Во-первых, почти половину из этих десяти представлял собою пролетариат. Мужчины, в качестве имущества имевшие только собственные яйца, именно так переводится с латыни это слово и название сословия (proles – яичники, мужские причиндалы вообще). В России таких разорившихся никчемных мужиков, которые к тому же и семьи то не имели, презрительно называли «бобылями».

Положительный образ пролетария – это советский фокус «важнейшего из всех искусств» – кино. Все как на одесском привозе: рассказываем про одно, показываем другое, а продаем третье. Так называемые сознательные рабочие, которых любил пестовать советский кинематограф – это тонюсенькая прослойка среди пролетариев. Именно высококвалифицированный рабочий был грамотен, имел хорошую зарплату, мог снимать просторную квартиру, спокойно обеспечить семью, в которой жена была домохозяйкой. Он мог отправить детей учиться в школу и даже гимназию, которые, напомним, были не дешевым удовольствием. В общем, жил гораздо лучше, чем любой рабочий современной России.

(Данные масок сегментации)
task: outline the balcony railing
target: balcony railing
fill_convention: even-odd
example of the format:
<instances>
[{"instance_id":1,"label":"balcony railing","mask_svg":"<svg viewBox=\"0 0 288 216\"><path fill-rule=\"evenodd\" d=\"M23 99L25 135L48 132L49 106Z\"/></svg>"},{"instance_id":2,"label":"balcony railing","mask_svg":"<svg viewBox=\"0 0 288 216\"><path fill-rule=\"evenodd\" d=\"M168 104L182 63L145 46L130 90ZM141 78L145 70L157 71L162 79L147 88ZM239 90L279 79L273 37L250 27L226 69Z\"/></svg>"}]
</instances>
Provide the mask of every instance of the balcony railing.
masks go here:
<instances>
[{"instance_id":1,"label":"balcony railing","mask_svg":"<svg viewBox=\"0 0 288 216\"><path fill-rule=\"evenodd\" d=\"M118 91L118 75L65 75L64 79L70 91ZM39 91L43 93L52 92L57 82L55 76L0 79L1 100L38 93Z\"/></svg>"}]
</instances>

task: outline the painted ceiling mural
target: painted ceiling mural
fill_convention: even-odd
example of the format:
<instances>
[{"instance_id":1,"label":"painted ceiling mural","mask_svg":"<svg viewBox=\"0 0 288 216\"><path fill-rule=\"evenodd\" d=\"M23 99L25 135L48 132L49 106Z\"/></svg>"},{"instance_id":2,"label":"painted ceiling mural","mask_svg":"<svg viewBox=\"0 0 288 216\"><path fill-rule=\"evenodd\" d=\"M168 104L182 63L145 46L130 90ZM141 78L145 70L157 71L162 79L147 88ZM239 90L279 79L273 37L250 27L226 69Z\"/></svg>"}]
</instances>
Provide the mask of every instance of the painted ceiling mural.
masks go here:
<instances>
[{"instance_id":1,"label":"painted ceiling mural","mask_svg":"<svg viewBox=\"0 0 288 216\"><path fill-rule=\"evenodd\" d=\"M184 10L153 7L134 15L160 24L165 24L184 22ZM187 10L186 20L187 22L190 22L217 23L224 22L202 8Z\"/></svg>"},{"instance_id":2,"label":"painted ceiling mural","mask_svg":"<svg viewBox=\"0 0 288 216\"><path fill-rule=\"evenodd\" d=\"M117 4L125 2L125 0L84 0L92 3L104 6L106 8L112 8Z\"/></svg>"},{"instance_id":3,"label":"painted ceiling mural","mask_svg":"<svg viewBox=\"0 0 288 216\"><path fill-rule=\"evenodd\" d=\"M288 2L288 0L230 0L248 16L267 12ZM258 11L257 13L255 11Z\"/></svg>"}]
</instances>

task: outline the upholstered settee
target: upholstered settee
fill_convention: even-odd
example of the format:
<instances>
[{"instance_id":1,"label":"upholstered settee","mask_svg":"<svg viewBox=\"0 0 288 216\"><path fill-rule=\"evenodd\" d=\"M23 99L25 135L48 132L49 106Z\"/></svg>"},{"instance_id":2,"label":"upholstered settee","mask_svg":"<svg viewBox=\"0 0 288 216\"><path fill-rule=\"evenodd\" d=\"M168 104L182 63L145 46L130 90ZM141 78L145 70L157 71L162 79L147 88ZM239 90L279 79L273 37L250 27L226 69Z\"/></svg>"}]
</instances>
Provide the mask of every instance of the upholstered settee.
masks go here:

> Задание
Продолжите отрывок о пролетариях и их образе в советском кино, начав сразу после его последнего предложения.

> Место для ответа
Чего же ему тогда в революции понадобилось попасть, коли все у него было? А и не надобилось ему ничего. Он, по большому счету, в революции случайно оказался. Не были ни Февральская, ни Октябрьская революции пролетарскими по составу восставших. Ну да это уже – вопрос другой. Читать стал наш квалифицированный пролетарий. А от многих знаний, как известно, многие печали. Тем более у самоучек.

Большинство же пролетариев представляло собой замшелое чумазое, и, необразованное, простите, стадо. Толстый слой тупиц, пьяниц и неудачников, ставших пролетариями отнюдь не по своей воле. По своей воле становились зажиточными крестьянами. Занимались прибыльным отхожим промыслом. А пролетарии – это результат разорения в деревне. Трудились такие пролетарии на грязной, не требующей особых навыков работе, получая за нее гроши. А треть так и вовсе были попросту дети, зачастую совершенно беспризорные, а стало быть и бесправные абсолютно.

Около трех миллионов человек в России приходилось на разночинный люд: купцов, купчишек, служащих, разновсякую прислугу, писателей, преподавателей, младших офицеров, выбившихся из солдат, и так далее.

Почти полтора миллиона составляли класс высший, правящий – дворянский. Состоявший из дворян столбовых, титулованных, потомственных и личных. Последние дворянское званием получали за безупречную службу без права его передачи по наследству.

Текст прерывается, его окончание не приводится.